> **Exercise 1**: Print the part of the PSI patch email starting with "One usecase is" and going on through "forcible hard resets.".
> **Exercise 2**: Carry on the PSI patch email from its final sentence.

START Passage shown

[PATCH 0/9] psi: pressure stall information for CPU, memory, and IO v4

From: Johannes Weiner
Date: Tue Aug 28 2018 - 13:24:15 EST


This version 4 of the PSI series incorporates feedback from Peter and
fixes two races in the lockless aggregator that Suren found in his
testing and which caused the sample calculation to sometimes underflow
and record bogusly large samples; details at the bottom of this email.

Overview

PSI reports the overall wallclock time in which the tasks in a system
(or cgroup) wait for (contended) hardware resources.

This helps users understand the resource pressure their workloads are
under, which allows them to rootcause and fix throughput and latency
problems caused by overcommitting, underprovisioning, suboptimal job
placement in a grid; as well as anticipate major disruptions like OOM.

Real-world applications

We're using the data collected by PSI (and its previous incarnation,
memdelay) quite extensively at Facebook, and with several success
stories.

One usecase is avoiding OOM hangs/livelocks. The reason these happen
is because the OOM killer is triggered by reclaim not being able to
free pages, but with fast flash devices there is *always* some clean
and uptodate cache to reclaim; the OOM killer never kicks in, even as
tasks spend 90% of the time thrashing the cache pages of their own
executables. There is no situation where this ever makes sense in
practice. We wrote a <100 line POC python script to monitor memory
pressure and kill stuff way before such pathological thrashing leads
to full system losses that would require forcible hard resets.

We've since extended and deployed this code into other places to
guarantee latency and throughput SLAs, since they're usually violated
way before the kernel OOM killer would ever kick in.

It is available here: https://github.com/facebookincubator/oomd

Eventually we probably want to trigger the in-kernel OOM killer based
on extreme sustained pressure as well, so that Linux can avoid memory
livelocks - which technically aren't deadlocks, but to the user
indistinguishable from them - out of the box. We'd continue using OOMD
as the first line of defense to ensure workload health and implement
complex kill policies that are beyond the scope of the kernel.

We also use PSI memory pressure for loadshedding. Our batch job
infrastructure used to use heuristics based on various VM stats to
anticipate OOM situations, with lackluster success. We switched it to
PSI and managed to anticipate and avoid OOM kills and lockups fairly
reliably. The reduction of OOM outages in the worker pool raised the
pool's aggregate productivity, and we were able to switch that service
to smaller machines.

Lastly, we use cgroups to isolate a machine's main workload from
maintenance crap like package upgrades, logging, configuration, as
well as to prevent multiple workloads on a machine from stepping on
each others' toes. We were not able to configure this properly without
the pressure metrics; we would see latency or bandwidth drops, but it
would often be hard to impossible to rootcause it post-mortem.

END Passage shown
START Extracted material

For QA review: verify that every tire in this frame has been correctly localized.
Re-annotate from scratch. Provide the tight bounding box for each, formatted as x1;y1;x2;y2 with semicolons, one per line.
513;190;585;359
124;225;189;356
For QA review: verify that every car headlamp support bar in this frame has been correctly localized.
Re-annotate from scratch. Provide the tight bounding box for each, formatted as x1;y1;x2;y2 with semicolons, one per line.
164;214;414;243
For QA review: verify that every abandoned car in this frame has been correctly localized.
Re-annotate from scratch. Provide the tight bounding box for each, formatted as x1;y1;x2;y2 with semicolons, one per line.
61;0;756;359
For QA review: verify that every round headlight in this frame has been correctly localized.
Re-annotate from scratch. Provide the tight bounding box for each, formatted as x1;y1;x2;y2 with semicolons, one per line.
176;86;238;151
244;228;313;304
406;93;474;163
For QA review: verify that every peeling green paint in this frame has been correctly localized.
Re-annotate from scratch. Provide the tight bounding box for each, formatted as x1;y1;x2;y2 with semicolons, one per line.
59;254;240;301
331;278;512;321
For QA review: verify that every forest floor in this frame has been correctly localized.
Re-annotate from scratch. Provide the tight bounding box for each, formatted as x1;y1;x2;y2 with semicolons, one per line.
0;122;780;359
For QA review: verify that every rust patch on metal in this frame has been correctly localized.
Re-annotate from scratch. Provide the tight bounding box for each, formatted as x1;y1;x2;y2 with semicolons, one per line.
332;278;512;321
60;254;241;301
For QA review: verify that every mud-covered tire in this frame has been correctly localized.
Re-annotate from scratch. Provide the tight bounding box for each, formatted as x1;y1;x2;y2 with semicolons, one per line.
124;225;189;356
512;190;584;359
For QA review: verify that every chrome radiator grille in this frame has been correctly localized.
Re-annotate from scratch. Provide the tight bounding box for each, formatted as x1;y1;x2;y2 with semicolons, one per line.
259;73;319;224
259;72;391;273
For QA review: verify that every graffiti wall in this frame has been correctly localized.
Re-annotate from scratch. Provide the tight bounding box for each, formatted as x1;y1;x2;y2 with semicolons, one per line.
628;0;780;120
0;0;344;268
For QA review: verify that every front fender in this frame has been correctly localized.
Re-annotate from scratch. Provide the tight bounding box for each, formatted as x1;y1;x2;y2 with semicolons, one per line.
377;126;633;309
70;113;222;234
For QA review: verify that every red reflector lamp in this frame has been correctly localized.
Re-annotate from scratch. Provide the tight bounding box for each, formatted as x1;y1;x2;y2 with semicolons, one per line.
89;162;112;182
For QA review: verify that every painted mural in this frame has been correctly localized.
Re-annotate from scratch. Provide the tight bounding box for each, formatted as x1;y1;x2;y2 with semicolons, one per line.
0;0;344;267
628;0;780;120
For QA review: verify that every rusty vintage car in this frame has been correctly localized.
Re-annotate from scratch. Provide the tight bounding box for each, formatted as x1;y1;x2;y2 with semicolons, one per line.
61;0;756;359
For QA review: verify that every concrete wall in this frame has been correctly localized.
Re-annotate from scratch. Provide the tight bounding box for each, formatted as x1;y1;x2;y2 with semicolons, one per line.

END Extracted material

> **Task response 1**:
One usecase is avoiding OOM hangs/livelocks. The reason these happen
is because the OOM killer is triggered by reclaim not being able to
free pages, but with fast flash devices there is *always* some clean
and uptodate cache to reclaim; the OOM killer never kicks in, even as
tasks spend 90% of the time thrashing the cache pages of their own
executables. There is no situation where this ever makes sense in
practice. We wrote a <100 line POC python script to monitor memory
pressure and kill stuff way before such pathological thrashing leads
to full system losses that would require forcible hard resets.

> **Task response 2**:
We now log and graph pressure for the containers in our fleet and can
trivially link latency spikes and throughput drops to shortages of
specific resources after the fact, and fix the job config/scheduling.

PSI has also received testing, feedback, and feature requests from
Android and EndlessOS for the purpose of low-latency OOM killing, to
intervene in pressure situations before the UI starts hanging.

How do you use this feature?

A kernel with CONFIG_PSI=y will create a /proc/pressure directory with
3 files: cpu, memory, and io. If using cgroup2, cgroups will also have
cpu.pressure, memory.pressure and io.pressure files, which simply
aggregate task stalls at the cgroup level instead of system-wide.

The cpu file contains one line:

some avg10=2.04 avg60=0.75 avg300=0.40 total=157656722

The averages give the percentage of walltime in which one or more
tasks are delayed on the runqueue while another task has the
CPU. They're recent averages over 10s, 1m, 5m windows, so you can tell
short term trends from long term ones, similarly to the load average.

The total= value gives the absolute stall time in microseconds. This
allows detecting latency spikes that might be too short to sway the
running averages. It also allows custom time averaging in case the
10s/1m/5m windows aren't adequate for the usecase (or are too coarse
with future hardware).

What to make of this "some" metric? If CPU utilization is at 100% and
CPU pressure is 0, it means the system is perfectly utilized, with one
runnable thread per CPU and nobody waiting. At two or more runnable
tasks per CPU, the system is 100% overcommitted and the pressure
average will indicate as much. From a utilization perspective this is
a great state of course: no CPU cycles are being wasted, even when 50%
of the threads were to go idle (as most workloads do vary). From the
perspective of the individual job it's not great, however, and they
would do better with more resources. Depending on what your priority
and options are, raised "some" numbers may or may not require action.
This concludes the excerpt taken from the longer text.